▶ [Obiettivo 1]
Riporta la parte del testo sul soggiorno in Sudafrica che comincia con "Johannesburg |" e termina con "soltanto attraverso letture.", rinominando "Johannesburg" in "Pretoria".

=== Estratto fornito ===

Nel 1984 Franco Fortini trascorre quasi un mese a Johannesburg. Quello che segue è il testo che servì da canovaccio al suo intervento negli studi milanesi di Radio Popolare, in una registrazione del 14 dicembre 1984, a cura di Bruna Miorelli, dedicata al suo soggiorno in Sudafrica. Il testo, ancora inedito e conservato nell’Archivio Franco Fortini dell' Università di Siena, venne pubblicato dal Corriere della Sera il 26 gennaio 2005 con il titolo Un mese a Johannesburg per concessione di Livia Lattes e del Centro studi Franco Fortini dell'Università di Siena. Io ne ripropongo uno stralcio. (S.L.L.)
Johannesburg |
Nel periodo compreso tra il mese di maggio e il mese di giugno 1984 ho trascorso 25 giorni a Johannesburg come «visiting professor», come professore invitato presso l' Università di Witswatersrand al dipartimento di Italianistica. Prima di accettare l' invito mi sono consultato con molti amici italiani e stranieri perché mi rendevo conto benissimo degli equivoci che la mia accettazione avrebbe potuto provocare. Mi sono deciso per il sì intanto per l'opinione della maggioranza, se non della totalità dei miei amici, poi finalmente perché mi interessava molto poter rendermi conto di persona di quanto conoscevo soltanto attraverso letture.

=== Dati grezzi ===

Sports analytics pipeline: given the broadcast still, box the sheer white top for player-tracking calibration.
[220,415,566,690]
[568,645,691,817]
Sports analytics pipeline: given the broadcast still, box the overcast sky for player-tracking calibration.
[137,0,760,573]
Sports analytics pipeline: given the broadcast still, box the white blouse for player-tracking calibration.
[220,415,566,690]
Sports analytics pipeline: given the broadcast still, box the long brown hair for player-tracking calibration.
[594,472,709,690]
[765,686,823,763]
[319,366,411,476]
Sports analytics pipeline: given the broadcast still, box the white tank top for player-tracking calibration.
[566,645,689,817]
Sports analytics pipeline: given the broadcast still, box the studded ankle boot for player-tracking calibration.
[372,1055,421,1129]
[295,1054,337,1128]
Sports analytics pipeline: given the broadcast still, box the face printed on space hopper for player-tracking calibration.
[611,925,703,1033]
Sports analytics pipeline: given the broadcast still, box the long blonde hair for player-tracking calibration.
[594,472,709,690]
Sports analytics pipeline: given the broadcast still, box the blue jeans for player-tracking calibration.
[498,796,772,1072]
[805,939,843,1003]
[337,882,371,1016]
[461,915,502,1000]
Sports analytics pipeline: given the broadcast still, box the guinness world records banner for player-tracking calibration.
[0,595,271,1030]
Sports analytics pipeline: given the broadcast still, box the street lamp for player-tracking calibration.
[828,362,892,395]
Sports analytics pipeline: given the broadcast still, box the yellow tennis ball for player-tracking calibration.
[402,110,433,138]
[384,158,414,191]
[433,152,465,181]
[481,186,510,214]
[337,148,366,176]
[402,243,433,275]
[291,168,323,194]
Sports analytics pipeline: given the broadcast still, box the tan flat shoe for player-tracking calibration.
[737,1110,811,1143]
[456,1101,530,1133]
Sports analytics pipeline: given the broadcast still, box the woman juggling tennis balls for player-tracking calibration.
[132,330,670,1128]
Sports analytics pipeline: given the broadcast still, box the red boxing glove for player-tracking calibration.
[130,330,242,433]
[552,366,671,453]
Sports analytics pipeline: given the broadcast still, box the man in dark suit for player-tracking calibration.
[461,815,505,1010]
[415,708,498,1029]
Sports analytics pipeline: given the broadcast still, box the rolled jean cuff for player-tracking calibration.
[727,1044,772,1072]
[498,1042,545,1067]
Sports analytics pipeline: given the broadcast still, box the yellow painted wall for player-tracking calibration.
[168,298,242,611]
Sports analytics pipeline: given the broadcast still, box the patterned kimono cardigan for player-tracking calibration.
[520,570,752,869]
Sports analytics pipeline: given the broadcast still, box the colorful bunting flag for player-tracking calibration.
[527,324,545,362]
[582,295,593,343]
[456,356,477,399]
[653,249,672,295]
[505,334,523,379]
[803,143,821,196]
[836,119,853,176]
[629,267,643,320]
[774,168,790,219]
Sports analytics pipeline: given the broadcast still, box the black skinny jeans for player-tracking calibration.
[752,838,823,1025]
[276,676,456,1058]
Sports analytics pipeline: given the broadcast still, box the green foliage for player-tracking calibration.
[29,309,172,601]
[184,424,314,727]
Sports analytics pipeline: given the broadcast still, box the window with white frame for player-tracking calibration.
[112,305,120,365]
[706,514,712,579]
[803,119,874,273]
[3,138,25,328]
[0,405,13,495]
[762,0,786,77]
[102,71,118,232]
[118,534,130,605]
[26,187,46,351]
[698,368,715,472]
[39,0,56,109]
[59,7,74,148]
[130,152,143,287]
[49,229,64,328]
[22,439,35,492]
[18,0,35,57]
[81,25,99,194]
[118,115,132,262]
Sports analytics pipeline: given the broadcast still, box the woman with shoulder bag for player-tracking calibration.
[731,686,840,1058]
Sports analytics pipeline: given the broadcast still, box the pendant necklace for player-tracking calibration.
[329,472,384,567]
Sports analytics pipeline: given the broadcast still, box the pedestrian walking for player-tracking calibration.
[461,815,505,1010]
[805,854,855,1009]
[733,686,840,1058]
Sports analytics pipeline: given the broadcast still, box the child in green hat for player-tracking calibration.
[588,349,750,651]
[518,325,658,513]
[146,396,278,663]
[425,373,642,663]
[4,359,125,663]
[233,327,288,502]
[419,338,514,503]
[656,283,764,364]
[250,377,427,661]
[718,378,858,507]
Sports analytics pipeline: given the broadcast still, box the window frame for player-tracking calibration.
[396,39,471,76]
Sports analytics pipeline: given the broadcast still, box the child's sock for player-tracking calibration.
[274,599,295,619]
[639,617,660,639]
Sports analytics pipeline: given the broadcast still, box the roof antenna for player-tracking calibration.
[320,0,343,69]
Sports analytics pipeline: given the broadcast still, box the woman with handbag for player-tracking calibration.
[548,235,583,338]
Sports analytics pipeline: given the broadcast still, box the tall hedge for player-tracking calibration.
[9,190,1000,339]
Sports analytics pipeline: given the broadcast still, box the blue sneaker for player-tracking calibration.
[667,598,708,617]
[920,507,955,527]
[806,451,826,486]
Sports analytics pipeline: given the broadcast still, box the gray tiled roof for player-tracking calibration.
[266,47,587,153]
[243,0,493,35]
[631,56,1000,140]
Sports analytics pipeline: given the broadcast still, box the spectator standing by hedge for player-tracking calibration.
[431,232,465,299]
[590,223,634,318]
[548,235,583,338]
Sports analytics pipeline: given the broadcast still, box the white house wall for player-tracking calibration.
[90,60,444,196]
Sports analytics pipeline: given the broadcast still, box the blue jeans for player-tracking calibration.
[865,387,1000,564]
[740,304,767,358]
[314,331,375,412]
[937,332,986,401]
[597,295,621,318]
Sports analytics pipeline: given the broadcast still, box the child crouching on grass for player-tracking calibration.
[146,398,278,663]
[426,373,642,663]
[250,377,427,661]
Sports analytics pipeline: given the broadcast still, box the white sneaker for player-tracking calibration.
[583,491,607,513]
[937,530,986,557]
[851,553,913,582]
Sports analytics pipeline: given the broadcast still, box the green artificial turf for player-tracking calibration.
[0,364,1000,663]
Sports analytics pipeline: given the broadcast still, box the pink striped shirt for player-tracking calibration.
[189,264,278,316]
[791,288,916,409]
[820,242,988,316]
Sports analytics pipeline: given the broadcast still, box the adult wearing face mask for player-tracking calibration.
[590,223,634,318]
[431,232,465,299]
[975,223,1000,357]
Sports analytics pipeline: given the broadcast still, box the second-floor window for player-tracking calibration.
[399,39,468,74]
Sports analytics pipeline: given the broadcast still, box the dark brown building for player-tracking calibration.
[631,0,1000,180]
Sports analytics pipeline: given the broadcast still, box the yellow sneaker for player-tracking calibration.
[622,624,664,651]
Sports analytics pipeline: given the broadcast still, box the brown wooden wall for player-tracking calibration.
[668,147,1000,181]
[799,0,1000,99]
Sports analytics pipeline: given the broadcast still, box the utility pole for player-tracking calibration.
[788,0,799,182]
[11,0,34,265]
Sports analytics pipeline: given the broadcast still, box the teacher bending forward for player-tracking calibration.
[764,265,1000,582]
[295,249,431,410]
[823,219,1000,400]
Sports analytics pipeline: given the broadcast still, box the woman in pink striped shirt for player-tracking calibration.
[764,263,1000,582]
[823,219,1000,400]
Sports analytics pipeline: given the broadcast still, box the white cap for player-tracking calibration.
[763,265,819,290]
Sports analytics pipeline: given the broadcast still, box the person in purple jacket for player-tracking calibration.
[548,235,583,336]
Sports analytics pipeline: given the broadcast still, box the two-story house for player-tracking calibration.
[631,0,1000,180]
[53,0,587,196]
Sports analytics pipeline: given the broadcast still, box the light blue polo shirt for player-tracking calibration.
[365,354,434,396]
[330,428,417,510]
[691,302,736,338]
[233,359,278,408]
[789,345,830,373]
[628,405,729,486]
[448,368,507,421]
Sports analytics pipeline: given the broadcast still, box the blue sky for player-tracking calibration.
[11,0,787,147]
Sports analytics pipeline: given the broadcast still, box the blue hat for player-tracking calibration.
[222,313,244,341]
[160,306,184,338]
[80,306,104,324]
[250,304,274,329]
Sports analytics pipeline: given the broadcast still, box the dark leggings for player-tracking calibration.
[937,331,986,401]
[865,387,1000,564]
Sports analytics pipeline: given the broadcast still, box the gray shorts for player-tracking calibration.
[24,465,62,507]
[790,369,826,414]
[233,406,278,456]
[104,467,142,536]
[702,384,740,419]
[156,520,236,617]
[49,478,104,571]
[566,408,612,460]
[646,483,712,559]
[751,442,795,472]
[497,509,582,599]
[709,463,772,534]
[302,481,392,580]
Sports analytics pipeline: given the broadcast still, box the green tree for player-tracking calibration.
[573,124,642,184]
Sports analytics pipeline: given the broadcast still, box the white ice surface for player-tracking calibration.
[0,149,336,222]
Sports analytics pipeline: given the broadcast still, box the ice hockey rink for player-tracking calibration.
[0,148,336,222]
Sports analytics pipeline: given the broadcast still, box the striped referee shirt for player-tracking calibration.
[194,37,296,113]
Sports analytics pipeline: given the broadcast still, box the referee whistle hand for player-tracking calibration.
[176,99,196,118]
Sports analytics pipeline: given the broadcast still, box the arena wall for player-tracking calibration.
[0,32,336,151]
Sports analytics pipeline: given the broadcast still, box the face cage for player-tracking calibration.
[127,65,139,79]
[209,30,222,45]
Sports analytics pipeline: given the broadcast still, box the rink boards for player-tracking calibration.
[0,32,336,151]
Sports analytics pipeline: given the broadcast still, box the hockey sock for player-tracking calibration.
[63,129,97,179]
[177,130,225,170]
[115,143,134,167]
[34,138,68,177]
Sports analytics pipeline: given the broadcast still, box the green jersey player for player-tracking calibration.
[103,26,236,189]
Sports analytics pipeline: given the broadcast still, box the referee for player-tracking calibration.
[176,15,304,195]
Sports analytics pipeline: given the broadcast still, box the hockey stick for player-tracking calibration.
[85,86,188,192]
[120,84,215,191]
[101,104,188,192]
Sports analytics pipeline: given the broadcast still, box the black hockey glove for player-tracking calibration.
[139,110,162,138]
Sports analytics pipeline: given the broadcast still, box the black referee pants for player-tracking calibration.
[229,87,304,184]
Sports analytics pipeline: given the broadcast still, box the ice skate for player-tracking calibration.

===

▶ [Obiettivo 2]
Disponi come tabella Markdown le voci, partendo dall'inizio delle voci e terminando con la riga che contiene "[0,595,271,1030]", inclusa. Usa le colonne "Numero" e "Riga" e ometti le righe vuote.

▶ [Risposta esercizio 1]
Pretoria |
Nel periodo compreso tra il mese di maggio e il mese di giugno 1984 ho trascorso 25 giorni a Pretoria come «visiting professor», come professore invitato presso l' Università di Witswatersrand al dipartimento di Italianistica. Prima di accettare l' invito mi sono consultato con molti amici italiani e stranieri perché mi rendevo conto benissimo degli equivoci che la mia accettazione avrebbe potuto provocare. Mi sono deciso per il sì intanto per l'opinione della maggioranza, se non della totalità dei miei amici, poi finalmente perché mi interessava molto poter rendermi conto di persona di quanto conoscevo soltanto attraverso letture.

▶ [Risposta esercizio 2]
| Numero | Riga |
|---|---|
| 1 | Sports analytics pipeline: given the broadcast still, box the sheer white top for player-tracking calibration. |
| 2 | [220,415,566,690] |
| 3 | [568,645,691,817] |
| 4 | Sports analytics pipeline: given the broadcast still, box the overcast sky for player-tracking calibration. |
| 5 | [137,0,760,573] |
| 6 | Sports analytics pipeline: given the broadcast still, box the white blouse for player-tracking calibration. |
| 7 | [220,415,566,690] |
| 8 | Sports analytics pipeline: given the broadcast still, box the long brown hair for player-tracking calibration. |
| 9 | [594,472,709,690] |
| 10 | [765,686,823,763] |
| 11 | [319,366,411,476] |
| 12 | Sports analytics pipeline: given the broadcast still, box the white tank top for player-tracking calibration. |
| 13 | [566,645,689,817] |
| 14 | Sports analytics pipeline: given the broadcast still, box the studded ankle boot for player-tracking calibration. |
| 15 | [372,1055,421,1129] |
| 16 | [295,1054,337,1128] |
| 17 | Sports analytics pipeline: given the broadcast still, box the face printed on space hopper for player-tracking calibration. |
| 18 | [611,925,703,1033] |
| 19 | Sports analytics pipeline: given the broadcast still, box the long blonde hair for player-tracking calibration. |
| 20 | [594,472,709,690] |
| 21 | Sports analytics pipeline: given the broadcast still, box the blue jeans for player-tracking calibration. |
| 22 | [498,796,772,1072] |
| 23 | [805,939,843,1003] |
| 24 | [337,882,371,1016] |
| 25 | [461,915,502,1000] |
| 26 | Sports analytics pipeline: given the broadcast still, box the guinness world records banner for player-tracking calibration. |
| 27 | [0,595,271,1030] |